-------- Excerpted records --------

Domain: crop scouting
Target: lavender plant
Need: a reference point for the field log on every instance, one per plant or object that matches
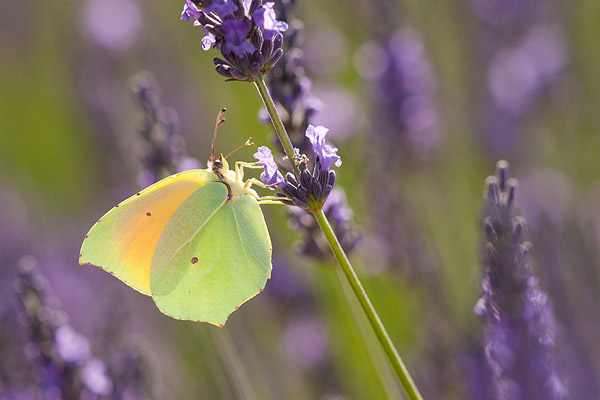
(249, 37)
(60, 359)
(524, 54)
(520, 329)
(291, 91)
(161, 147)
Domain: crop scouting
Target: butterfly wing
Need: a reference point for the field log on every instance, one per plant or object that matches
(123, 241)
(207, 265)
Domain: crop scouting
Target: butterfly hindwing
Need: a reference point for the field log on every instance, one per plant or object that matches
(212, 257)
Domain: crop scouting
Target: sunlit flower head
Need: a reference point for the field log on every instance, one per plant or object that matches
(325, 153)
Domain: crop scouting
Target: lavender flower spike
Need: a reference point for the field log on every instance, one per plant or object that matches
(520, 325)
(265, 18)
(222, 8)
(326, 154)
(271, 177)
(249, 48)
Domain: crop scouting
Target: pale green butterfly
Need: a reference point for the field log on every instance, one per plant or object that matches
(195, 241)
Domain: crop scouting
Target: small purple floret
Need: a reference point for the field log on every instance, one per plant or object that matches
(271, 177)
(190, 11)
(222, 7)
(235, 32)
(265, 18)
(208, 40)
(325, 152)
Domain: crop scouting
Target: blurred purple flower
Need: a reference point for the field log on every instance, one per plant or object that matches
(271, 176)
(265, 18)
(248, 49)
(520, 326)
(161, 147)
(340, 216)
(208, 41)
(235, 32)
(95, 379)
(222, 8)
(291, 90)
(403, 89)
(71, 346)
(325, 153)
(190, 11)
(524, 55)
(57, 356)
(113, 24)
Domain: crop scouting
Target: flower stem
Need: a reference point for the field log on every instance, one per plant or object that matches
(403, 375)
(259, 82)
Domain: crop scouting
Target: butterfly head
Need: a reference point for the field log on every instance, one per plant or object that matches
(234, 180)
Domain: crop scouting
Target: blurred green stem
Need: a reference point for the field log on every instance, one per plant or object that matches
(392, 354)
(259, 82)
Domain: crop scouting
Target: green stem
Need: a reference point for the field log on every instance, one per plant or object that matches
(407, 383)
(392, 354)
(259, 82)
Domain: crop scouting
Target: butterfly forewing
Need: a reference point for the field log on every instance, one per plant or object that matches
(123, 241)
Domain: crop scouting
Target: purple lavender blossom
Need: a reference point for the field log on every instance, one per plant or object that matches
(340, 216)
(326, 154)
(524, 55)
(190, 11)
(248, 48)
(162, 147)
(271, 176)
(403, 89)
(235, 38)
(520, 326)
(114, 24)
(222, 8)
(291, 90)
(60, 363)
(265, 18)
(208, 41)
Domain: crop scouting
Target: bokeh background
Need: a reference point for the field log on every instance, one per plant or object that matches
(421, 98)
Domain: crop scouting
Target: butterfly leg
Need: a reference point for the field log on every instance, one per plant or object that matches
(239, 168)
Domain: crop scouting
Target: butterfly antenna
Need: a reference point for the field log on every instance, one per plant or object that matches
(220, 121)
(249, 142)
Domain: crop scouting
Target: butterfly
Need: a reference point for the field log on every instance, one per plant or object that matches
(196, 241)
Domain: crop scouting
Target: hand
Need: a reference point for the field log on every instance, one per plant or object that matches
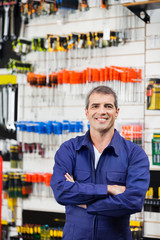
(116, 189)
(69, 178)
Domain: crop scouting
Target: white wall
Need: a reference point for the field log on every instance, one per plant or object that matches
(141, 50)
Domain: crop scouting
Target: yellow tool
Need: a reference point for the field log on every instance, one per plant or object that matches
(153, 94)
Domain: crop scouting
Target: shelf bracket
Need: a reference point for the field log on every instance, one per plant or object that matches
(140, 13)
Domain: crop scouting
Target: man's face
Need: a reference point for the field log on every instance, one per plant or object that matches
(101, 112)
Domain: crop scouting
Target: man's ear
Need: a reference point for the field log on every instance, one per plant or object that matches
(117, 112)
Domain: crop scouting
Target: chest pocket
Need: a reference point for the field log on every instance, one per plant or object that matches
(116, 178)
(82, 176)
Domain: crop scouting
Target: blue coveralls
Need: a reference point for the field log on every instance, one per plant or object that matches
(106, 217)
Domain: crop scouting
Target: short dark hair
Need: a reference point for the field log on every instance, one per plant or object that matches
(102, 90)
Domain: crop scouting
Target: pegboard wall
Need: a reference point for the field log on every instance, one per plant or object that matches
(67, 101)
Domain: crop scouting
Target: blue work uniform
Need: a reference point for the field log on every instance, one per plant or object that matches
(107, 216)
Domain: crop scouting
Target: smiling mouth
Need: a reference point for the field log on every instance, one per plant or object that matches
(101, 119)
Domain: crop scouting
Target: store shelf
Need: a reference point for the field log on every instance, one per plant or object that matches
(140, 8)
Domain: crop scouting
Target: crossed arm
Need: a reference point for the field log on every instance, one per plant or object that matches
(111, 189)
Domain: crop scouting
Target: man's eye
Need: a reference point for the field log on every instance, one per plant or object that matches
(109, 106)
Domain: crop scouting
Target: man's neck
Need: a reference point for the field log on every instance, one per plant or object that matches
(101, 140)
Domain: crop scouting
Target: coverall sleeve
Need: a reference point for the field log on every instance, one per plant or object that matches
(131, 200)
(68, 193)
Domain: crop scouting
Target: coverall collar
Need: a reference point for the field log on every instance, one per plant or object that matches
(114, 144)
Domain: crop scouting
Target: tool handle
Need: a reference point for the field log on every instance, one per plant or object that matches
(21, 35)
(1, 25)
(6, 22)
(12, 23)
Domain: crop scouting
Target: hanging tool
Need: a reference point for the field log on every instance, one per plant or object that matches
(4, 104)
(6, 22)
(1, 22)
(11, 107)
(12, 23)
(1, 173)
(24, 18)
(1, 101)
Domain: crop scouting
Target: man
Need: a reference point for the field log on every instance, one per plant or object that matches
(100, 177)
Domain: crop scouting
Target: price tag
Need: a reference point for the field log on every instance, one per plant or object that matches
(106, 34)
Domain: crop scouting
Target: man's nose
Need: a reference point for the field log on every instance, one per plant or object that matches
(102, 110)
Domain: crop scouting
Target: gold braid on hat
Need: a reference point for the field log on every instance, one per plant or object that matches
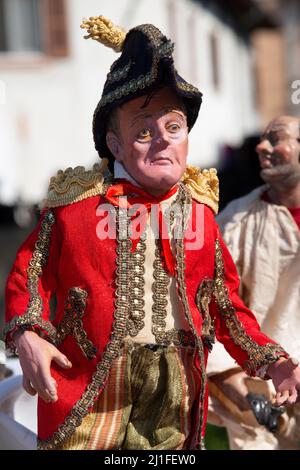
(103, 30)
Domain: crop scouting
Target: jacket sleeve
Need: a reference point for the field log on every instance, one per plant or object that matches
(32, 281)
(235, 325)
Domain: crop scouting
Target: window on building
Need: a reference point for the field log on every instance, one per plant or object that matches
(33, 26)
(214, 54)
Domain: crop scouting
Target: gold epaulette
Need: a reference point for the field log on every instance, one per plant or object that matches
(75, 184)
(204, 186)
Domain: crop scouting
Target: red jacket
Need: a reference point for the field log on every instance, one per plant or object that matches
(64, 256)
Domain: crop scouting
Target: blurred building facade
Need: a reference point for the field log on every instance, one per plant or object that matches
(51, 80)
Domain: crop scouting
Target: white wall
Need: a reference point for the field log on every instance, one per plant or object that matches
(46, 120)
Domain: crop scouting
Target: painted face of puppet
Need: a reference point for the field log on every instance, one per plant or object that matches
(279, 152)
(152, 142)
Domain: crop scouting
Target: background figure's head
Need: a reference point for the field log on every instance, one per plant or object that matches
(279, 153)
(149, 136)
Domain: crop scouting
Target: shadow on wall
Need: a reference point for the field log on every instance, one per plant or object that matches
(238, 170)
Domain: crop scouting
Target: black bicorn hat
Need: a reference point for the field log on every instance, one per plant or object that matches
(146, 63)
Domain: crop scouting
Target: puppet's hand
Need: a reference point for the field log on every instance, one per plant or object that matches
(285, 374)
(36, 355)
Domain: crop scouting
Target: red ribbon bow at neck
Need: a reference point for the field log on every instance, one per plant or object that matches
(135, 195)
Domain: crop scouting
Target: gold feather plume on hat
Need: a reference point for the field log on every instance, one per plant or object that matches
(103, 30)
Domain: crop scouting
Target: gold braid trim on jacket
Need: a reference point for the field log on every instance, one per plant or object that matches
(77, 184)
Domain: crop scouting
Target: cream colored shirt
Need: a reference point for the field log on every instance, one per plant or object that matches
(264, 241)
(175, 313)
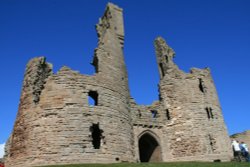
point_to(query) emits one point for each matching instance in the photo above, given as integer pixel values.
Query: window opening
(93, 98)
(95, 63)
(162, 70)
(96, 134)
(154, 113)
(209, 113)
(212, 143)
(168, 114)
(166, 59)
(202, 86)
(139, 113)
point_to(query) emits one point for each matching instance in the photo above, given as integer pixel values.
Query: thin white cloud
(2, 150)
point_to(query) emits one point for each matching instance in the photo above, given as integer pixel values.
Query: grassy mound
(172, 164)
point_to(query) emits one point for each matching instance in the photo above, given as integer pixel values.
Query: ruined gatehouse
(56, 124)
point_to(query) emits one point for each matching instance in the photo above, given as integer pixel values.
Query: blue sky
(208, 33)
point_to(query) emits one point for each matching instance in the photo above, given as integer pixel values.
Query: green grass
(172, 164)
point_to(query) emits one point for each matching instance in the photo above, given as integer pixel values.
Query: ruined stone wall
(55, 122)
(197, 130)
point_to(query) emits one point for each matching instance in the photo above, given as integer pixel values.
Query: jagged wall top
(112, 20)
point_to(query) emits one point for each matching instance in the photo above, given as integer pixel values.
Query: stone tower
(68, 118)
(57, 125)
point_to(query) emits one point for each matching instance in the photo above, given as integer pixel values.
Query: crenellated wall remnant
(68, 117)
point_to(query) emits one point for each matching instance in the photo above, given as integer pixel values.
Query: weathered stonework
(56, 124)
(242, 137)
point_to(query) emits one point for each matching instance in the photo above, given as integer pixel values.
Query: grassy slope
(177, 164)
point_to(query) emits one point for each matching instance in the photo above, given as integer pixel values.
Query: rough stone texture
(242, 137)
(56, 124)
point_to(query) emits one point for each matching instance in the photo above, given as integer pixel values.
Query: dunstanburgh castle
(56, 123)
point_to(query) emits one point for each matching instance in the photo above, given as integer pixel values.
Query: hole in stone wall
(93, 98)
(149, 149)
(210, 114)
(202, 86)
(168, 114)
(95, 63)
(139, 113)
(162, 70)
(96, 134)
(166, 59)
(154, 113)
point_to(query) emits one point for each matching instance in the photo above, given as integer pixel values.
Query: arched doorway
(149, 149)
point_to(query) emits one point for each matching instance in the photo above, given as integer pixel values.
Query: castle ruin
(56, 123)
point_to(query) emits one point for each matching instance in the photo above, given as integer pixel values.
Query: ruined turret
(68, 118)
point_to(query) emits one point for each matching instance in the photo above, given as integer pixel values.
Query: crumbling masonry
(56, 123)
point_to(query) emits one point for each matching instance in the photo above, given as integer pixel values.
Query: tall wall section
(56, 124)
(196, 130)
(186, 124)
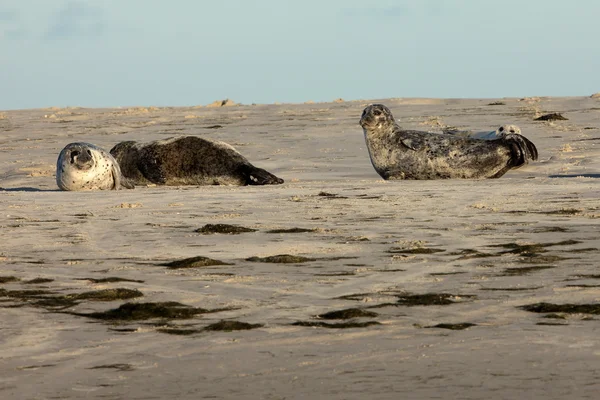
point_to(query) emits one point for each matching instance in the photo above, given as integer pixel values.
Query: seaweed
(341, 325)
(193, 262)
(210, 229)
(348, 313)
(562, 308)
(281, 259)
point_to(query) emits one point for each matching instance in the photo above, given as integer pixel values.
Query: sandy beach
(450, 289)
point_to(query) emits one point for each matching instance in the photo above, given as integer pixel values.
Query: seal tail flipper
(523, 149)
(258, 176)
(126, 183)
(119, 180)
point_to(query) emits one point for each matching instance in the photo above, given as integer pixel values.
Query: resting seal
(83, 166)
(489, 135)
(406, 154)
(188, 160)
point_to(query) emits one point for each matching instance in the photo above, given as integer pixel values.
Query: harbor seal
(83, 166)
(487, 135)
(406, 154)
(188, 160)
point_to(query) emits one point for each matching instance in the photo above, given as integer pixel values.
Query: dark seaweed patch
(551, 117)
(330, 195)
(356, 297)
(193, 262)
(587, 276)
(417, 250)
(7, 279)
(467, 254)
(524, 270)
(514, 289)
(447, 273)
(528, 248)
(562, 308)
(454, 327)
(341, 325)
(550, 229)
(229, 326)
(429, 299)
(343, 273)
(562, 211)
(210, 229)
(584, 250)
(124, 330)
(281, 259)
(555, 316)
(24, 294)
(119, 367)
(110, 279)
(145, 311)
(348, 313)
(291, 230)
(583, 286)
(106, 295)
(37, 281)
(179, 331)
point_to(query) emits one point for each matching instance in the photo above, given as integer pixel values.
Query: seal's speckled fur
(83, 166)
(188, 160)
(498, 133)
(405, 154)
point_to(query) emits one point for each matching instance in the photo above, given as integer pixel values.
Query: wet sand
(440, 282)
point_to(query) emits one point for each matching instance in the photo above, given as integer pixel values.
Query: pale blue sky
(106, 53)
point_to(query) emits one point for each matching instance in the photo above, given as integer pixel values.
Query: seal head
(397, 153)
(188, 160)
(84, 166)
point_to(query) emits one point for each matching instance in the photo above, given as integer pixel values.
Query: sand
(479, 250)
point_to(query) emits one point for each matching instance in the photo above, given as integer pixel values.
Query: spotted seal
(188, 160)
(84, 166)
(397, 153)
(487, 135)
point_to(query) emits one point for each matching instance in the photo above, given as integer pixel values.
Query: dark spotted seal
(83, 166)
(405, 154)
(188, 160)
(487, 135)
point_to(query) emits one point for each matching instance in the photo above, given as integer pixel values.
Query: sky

--------

To do> Go through the entries. Report every line that contains the word "blurred".

Exercise solution>
Target: blurred purple flower
Target: blurred green stem
Target: blurred building facade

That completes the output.